WRITTEN EXERCISE: Quote all of the data below word for word, and keep every line unchanged.

STORED RECORDS:
· · · · · · ·

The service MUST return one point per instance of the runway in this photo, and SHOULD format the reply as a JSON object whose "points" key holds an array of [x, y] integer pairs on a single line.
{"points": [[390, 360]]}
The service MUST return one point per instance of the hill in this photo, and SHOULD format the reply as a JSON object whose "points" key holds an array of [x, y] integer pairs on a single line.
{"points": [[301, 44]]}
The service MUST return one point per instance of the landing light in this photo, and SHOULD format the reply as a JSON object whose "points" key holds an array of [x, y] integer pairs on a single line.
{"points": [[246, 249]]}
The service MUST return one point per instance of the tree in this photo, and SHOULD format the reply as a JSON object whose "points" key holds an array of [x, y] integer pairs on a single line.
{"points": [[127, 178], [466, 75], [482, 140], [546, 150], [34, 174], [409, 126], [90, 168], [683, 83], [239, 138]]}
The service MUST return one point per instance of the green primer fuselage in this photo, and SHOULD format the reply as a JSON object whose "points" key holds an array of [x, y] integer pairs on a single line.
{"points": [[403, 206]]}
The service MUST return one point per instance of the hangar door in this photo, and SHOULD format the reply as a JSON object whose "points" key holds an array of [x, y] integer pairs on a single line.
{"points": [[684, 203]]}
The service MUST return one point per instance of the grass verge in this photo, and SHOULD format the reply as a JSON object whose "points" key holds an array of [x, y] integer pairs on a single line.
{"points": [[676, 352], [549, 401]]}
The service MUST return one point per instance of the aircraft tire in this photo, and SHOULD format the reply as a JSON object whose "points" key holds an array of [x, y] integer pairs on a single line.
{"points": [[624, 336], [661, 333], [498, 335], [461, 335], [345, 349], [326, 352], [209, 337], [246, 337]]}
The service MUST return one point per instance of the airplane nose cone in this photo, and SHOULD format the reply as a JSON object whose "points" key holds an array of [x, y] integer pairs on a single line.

· · · · · · ·

EXERCISE ANSWER:
The service MUST return one point per instance of the runway in this photo, and SHOULD format the reply as a JSON object whose "points" key holds an array of [x, y] integer pairs on a single line.
{"points": [[390, 360]]}
The service MUST return one point per instance of the hill in this photo, and SHOULD format the reply as a JSON object whose "points" key holds an array of [x, y] integer pairs on a single line.
{"points": [[301, 44]]}
The service MUST return one point per instance of the landing light in this photo, and SHOULD format the reply as a JSON object whose "points" key holds an array of [x, y] integer pairs on a single line.
{"points": [[246, 249]]}
The service MUST return one point per instance of the tree in this photo, and SHOULD format the reply as a JSON object whose "points" key holds an array of [x, y] integer pairs on a single line.
{"points": [[127, 178], [466, 75], [482, 140], [546, 150], [34, 174], [409, 126], [90, 168], [683, 83], [239, 138]]}
The service MUST return one point per instance of the green primer fuselage in this photo, and SHOULD format the reply as a JSON object whose "points" key holds an array of [x, y] integer pairs on a single line.
{"points": [[403, 206]]}
The service MUST return one point per instance of the hangar door in this photo, and SHOULD format the reply as a JSON object whose "points" key holds an array of [x, y] integer pairs on a single line.
{"points": [[684, 203]]}
The service MUST return one point per instance of the grass verge in this photo, and SHOULD format the reply as a JSON object whose "points" key holds an array of [x, y] integer pairs on a single line.
{"points": [[676, 352], [549, 401]]}
The service MUST return one point per instance of the aircraft tire in this photo, and SHOULD format the reply as a JSON object whose "points" key holds an array of [x, y] integer pairs on a single line.
{"points": [[624, 336], [661, 333], [498, 335], [461, 335], [345, 349], [326, 352], [209, 337], [246, 337]]}
The service MUST return one point per instance of the airplane nose cone in this photo, and SHOULD format the reply as a JSON object whose "points" key holds an array of [x, y] integer pairs on a single line.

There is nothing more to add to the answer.